CMS Conditions of Participation (CoPs) for hospice require that bereavement services be offered to families for at least 13 months following a patient's death. The National Hospice and Palliative Care Organization (NHPCO) reports that the average hospice social worker carries a caseload of 12–18 active patients while simultaneously managing the bereavement follow-up queue for families of patients who have died in the past year.
The math does not work. In a hospice serving 100 patients at any given time, with an average length of stay of 72 days, a program may generate 150–200 bereavement contacts per year — all requiring structured outreach at defined intervals (1 month, 3 months, 6 months, 1 year). When social workers are stretched, bereavement calls become the first thing cut. That creates both a compliance risk and a profound failure to families during one of the most vulnerable periods of their lives.
A virtual assistant does not replace the grief counselor — but they ensure the outreach actually happens.
The CMS Bereavement Compliance Framework
Under 42 CFR §418.88, hospices must designate a bereavement coordinator and provide services based on each family's assessed needs. The program must include a minimum contact schedule and document all outreach attempts and contacts in the clinical record.
During surveys, CMS reviewers audit bereavement files for timely contact, documentation completeness, and evidence that the program responded to elevated grief risk. NHPCO's 2024 Quality and Standards Report found that bereavement documentation deficiencies rank among the top five CoP compliance gaps cited in hospice surveys.

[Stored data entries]
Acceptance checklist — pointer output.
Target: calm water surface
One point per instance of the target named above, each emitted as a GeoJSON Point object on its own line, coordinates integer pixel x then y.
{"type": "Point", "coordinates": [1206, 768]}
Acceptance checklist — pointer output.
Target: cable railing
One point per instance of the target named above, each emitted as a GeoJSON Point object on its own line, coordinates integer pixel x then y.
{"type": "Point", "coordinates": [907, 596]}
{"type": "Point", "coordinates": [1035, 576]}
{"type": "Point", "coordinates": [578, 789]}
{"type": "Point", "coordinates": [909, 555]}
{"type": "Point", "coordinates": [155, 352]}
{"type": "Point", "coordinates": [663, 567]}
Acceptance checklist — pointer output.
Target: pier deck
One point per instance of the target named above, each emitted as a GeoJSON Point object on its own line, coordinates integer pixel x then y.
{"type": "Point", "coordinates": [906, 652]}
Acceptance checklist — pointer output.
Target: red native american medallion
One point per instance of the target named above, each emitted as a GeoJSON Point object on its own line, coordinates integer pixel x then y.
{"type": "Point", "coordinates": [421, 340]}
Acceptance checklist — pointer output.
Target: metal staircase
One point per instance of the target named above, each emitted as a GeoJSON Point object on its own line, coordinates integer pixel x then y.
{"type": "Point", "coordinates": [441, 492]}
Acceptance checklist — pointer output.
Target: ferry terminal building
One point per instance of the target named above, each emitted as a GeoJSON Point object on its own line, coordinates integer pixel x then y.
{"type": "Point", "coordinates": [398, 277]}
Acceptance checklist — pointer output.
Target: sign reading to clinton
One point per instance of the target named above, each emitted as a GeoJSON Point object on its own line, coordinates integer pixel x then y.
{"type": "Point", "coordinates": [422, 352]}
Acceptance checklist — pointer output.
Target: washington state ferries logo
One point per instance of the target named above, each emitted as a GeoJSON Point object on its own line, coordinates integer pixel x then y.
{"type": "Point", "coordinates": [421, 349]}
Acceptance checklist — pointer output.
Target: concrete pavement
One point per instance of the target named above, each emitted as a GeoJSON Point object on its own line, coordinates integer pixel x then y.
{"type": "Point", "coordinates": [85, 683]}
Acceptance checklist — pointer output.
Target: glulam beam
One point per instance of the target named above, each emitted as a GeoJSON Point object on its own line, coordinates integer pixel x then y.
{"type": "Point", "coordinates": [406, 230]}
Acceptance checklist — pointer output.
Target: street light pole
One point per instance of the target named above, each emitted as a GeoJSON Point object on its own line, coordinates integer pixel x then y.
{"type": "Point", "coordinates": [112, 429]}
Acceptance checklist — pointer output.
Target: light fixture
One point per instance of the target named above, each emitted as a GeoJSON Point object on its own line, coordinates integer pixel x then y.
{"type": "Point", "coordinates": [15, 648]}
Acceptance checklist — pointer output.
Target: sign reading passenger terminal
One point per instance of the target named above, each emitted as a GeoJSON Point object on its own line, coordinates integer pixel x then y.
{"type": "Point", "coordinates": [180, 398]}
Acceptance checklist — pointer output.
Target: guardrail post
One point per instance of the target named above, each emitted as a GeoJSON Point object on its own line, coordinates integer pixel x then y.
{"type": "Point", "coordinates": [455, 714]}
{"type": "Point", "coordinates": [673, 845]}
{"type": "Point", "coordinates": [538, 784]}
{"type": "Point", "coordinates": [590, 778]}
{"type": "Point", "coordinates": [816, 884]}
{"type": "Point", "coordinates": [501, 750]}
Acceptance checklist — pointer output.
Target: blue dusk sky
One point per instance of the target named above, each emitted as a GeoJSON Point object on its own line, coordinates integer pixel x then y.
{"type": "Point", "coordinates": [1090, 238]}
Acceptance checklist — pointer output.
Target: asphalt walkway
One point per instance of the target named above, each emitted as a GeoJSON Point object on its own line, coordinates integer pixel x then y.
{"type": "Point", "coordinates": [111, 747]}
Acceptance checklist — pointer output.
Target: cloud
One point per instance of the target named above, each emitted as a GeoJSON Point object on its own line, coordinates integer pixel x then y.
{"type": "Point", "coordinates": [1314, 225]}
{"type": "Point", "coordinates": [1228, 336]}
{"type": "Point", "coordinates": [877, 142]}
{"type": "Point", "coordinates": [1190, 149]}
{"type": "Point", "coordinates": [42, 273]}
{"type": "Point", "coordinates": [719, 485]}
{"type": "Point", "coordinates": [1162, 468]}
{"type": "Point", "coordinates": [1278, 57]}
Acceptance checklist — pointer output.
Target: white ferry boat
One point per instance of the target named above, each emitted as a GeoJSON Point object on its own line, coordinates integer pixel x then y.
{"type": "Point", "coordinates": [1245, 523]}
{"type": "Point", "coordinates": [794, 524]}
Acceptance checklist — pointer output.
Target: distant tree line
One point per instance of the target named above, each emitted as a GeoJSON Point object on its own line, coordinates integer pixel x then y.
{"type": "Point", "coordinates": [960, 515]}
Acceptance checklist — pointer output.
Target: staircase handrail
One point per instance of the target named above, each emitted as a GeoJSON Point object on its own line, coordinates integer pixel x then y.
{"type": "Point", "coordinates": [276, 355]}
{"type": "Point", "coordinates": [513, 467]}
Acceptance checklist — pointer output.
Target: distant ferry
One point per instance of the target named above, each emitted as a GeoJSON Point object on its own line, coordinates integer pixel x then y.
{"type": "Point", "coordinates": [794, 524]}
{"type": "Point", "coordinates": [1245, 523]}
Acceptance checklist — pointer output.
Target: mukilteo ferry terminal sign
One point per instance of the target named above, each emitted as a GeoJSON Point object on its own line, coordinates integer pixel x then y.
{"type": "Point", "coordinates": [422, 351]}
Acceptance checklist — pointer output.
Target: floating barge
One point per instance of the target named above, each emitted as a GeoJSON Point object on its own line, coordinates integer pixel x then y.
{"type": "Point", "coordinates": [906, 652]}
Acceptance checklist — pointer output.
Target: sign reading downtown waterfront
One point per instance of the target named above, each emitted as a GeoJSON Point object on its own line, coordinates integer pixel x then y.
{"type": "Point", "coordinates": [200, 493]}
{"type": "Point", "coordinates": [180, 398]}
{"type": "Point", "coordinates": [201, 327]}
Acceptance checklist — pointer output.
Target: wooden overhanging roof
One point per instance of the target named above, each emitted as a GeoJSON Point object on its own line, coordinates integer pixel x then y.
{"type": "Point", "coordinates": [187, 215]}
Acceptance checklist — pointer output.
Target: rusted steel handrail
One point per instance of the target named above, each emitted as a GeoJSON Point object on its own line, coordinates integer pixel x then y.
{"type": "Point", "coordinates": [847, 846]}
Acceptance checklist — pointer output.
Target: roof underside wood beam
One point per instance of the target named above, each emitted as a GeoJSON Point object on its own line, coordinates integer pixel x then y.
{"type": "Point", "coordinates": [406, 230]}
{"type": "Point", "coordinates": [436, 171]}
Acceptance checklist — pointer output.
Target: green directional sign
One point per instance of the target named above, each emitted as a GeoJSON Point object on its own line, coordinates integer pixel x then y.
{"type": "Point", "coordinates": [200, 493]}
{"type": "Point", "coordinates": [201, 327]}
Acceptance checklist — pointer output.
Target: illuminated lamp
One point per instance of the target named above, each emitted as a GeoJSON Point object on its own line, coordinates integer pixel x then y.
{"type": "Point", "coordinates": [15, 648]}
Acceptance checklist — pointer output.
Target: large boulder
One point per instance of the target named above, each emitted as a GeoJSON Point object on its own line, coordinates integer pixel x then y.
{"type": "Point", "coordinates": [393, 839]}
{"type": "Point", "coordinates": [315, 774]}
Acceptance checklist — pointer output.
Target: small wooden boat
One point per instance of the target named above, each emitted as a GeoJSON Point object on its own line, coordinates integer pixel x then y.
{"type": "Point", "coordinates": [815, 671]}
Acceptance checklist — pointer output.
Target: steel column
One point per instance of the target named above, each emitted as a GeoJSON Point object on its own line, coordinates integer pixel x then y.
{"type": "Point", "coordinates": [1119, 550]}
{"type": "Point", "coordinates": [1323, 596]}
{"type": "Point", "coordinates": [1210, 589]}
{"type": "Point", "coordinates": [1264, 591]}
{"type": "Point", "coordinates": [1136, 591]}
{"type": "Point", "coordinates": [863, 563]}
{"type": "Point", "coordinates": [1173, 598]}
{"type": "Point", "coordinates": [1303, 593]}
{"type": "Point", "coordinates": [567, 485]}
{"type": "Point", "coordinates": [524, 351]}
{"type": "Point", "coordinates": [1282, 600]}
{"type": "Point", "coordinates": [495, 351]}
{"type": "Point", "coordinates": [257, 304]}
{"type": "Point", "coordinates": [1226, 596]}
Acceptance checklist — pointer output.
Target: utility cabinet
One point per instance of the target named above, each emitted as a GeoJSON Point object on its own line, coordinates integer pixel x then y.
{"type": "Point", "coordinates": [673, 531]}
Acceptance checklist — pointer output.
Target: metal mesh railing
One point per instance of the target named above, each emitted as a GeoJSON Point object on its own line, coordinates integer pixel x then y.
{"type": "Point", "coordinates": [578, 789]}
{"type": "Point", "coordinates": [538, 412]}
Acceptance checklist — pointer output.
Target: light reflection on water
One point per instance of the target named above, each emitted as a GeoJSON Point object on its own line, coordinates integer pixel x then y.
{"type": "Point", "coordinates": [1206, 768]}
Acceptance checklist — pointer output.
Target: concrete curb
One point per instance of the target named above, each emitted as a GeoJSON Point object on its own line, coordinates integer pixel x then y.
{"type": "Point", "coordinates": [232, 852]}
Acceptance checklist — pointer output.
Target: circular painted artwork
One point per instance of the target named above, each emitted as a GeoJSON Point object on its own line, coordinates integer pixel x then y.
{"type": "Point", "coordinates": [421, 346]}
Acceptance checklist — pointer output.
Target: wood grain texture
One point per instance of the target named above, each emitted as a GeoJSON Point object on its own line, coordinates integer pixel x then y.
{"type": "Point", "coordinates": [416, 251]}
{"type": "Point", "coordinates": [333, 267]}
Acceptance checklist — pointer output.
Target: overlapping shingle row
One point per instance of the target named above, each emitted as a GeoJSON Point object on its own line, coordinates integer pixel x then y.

> Problems to solve:
A. Summarize the hospice bereavement text in two sentences.
B. Decide whether each statement agrees with the hospice bereavement text. Answer yes or no, and quote the deciding words.
(i) Bereavement services must be offered to families for at least 13 months after a patient's death.
(ii) The structured outreach intervals run from one week to two years.
(iii) CMS reviewers audit bereavement files only for documentation completeness.
C. Print the part of the hospice bereavement text that begins at the words "The math does" and stops after the words "of their lives.".
Draw only on the hospice bereavement text, not on the data.

> Per-task outputs:
A. Hospices must offer families bereavement services for at least 13 months after a patient's death, yet social workers who carry 12–18 active patients also manage this follow-up, and bereavement calls become the first thing cut when they are stretched. Under 42 CFR §418.88, hospices must designate a bereavement coordinator, include a minimum contact schedule, and document all outreach, and bereavement documentation deficiencies rank among the top five CoP compliance gaps cited in hospice surveys.

B.
(i) Yes: "bereavement services be offered to families for at least 13 months following a patient's death"
(ii) No: "at defined intervals (1 month, 3 months, 6 months, 1 year)"
(iii) No: "CMS reviewers audit bereavement files for timely contact, documentation completeness, and evidence that the program responded to elevated grief risk"

C.
The math does not work. In a hospice serving 100 patients at any given time, with an average length of stay of 72 days, a program may generate 150–200 bereavement contacts per year — all requiring structured outreach at defined intervals (1 month, 3 months, 6 months, 1 year). When social workers are stretched, bereavement calls become the first thing cut. That creates both a compliance risk and a profound failure to families during one of the most vulnerable periods of their lives.